_YOUR GOAL_: Below are records; transcribe only the line with "the small rock" and those after it, through the last line, without any change.

Records of labeled points:
▼▼▼
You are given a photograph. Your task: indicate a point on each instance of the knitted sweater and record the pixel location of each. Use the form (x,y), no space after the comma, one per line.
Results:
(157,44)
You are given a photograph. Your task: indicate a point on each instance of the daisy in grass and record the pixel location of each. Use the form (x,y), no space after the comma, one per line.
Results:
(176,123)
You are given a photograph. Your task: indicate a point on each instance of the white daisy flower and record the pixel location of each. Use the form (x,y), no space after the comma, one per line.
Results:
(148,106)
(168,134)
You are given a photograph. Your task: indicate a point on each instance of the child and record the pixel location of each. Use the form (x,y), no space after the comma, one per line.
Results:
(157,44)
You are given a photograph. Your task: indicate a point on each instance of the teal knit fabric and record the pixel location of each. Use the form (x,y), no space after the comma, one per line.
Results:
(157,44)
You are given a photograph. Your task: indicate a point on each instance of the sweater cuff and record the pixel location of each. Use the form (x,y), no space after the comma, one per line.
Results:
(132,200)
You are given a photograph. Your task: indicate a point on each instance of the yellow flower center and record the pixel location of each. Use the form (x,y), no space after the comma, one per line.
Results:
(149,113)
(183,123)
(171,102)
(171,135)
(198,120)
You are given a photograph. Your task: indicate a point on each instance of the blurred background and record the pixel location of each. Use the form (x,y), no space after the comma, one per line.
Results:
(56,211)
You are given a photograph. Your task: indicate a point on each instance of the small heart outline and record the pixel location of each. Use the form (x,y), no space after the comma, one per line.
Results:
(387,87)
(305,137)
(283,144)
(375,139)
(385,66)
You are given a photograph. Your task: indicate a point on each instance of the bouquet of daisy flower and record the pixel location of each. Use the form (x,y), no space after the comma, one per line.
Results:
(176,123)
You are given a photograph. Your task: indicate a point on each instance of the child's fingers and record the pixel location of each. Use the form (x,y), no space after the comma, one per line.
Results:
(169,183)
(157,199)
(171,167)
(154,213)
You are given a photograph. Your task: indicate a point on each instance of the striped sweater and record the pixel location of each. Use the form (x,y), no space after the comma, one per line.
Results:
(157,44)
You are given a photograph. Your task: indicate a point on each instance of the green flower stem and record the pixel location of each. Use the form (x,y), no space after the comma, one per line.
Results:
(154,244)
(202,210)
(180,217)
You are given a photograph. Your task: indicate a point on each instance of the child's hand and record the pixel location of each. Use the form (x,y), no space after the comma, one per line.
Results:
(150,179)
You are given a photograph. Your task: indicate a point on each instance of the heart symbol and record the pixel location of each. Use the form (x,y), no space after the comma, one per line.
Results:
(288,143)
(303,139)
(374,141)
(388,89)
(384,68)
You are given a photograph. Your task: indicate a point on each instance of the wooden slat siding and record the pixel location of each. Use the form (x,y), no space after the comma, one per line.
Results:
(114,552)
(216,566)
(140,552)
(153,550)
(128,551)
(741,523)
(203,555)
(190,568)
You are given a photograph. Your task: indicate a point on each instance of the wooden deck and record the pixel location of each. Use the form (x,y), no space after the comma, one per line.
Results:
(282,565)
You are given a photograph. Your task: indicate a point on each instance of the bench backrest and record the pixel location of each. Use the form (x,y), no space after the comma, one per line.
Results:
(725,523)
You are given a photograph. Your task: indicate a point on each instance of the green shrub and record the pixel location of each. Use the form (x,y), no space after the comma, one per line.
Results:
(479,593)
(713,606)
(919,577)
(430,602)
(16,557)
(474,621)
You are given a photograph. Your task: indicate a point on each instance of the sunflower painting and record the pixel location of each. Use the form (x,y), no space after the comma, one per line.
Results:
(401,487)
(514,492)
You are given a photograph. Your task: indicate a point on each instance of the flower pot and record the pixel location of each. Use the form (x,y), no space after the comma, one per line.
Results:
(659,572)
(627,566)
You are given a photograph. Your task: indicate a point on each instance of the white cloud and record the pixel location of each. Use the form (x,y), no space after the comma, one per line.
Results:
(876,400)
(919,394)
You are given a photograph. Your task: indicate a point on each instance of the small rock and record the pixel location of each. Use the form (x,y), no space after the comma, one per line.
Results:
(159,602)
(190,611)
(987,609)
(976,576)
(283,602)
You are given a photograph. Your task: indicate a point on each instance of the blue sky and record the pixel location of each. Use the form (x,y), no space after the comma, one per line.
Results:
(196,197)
▲▲▲
_RESULT FOR THIS TASK_:
You are given a photograph. Your task: indicate a point on each instance of the small rock and record the pixel location of each. Use the form (x,y), no space after the comma, one per line.
Results:
(159,602)
(190,611)
(987,609)
(976,576)
(283,602)
You are given a photograph. Your task: indicate a point on each instance of the blue sky and record the pixel location of each. Use the form (x,y), no space after the comma, one per line.
Results:
(196,197)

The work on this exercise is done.